• Document segment:
# purring on a mouth call *HELP*



## Gut_Pile (Mar 10, 2009)

For some reason I can't seem to do this. I have been trying for two or three seasons but can't get it. Maybe someone trick can help me out. Thanks


----------



## TurkeyManiac (Mar 10, 2009)

Gut_Pile said:


> For some reason I can't seem to do this. I have been trying for two or three seasons but can't get it. Maybe someone trick can help me out. Thanks



Hard to explain to you. It's the kinda thing you need to be sitting with someone. Helps to "see" it done.


----------



## jonboy (Mar 10, 2009)

Can you gargle?If so, you can purr.Roll your throat like your gargling and blow air across the reeds for a perfect purr...


----------



## TurkeyManiac (Mar 10, 2009)

If anybody lives or works around downtown Norcross. I'd be happy to meet there during lunch and give some pointers this week or next.


----------



## TurkeyManiac (Mar 10, 2009)

jonboy said:


> Can you gargle?If so, you can purr.Roll your throat like your gargling and blow air across the reeds for a perfect purr...

• Information supplied:

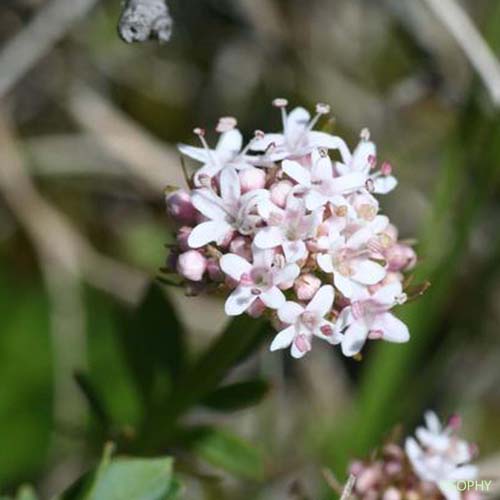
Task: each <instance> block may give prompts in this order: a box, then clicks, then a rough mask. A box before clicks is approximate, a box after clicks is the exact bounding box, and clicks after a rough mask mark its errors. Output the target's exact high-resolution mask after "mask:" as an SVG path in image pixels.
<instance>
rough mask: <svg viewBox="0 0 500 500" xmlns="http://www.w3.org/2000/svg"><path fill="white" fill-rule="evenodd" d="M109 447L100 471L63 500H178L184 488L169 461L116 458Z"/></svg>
mask: <svg viewBox="0 0 500 500" xmlns="http://www.w3.org/2000/svg"><path fill="white" fill-rule="evenodd" d="M110 453H111V448H110V447H108V448H107V451H106V452H105V455H104V457H103V459H102V461H101V463H100V464H99V466H98V467H97V469H96V470H94V471H91V472H88V473H87V474H85V475H84V476H83V477H82V478H80V479H79V480H78V481H77V482H76V483H75V484H74V485H73V486H72V487H71V488H69V490H67V491H66V492H65V493H63V494H62V495H61V496H60V497H59V498H60V500H131V499H134V500H175V499H177V498H178V494H179V493H180V489H181V487H180V484H179V482H178V481H177V479H176V478H175V477H174V476H173V460H172V459H171V458H169V457H167V458H115V459H112V458H111V456H110Z"/></svg>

• Using the information:
(1) Write out the mouth-call purring thread word for word, starting at "## jonboy (Mar" and ending at "week or next.".
(2) Keep the forum thread on purring with a mouth call going, starting right after its last line.

• Task results:
(1)
## jonboy (Mar 10, 2009)

Can you gargle?If so, you can purr.Roll your throat like your gargling and blow air across the reeds for a perfect purr...


----------



## TurkeyManiac (Mar 10, 2009)

If anybody lives or works around downtown Norcross. I'd be happy to meet there during lunch and give some pointers this week or next.

(2)
Yep, just like that. Channel the gurgle thru pursed lips.


----------



## coyota (Mar 10, 2009)

Any particular call or cut work best?


----------



## Randy (Mar 10, 2009)

Will,
Let's get together some time and I will show you how.

BTW/ Sami says you need to be studying.


----------



## TurkeyManiac (Mar 10, 2009)

Everybody has their favorites. One that requires little air is usually best. 
Split V, bat-wing, ghost cut, cutter, all will work allright if you have the right Technique


----------



## TurkeyManiac (Mar 10, 2009)

If I get the time in the next couple days I might try and post a video.


----------



## BirdNut (Mar 10, 2009)

its easier to purr with a lighter/fewer reeds, but it can be done.

I think of the sound like a reverse snore...do it first with no call, and no lip action.  It all in the back of the mouth, like a snore.  Then you can add the lip stuff later.

With a really light, single reed you can do just a lip flutter and get an acceptable purr.

I like to use a slate or box for purring and almost all calling anyways, and only use the mouth call for real close-in work.  You don't have to make a loud purr.  It seems to me real hens cant be heard by my ears more than 15 yards away or so.


----------



## joejack (Mar 10, 2009)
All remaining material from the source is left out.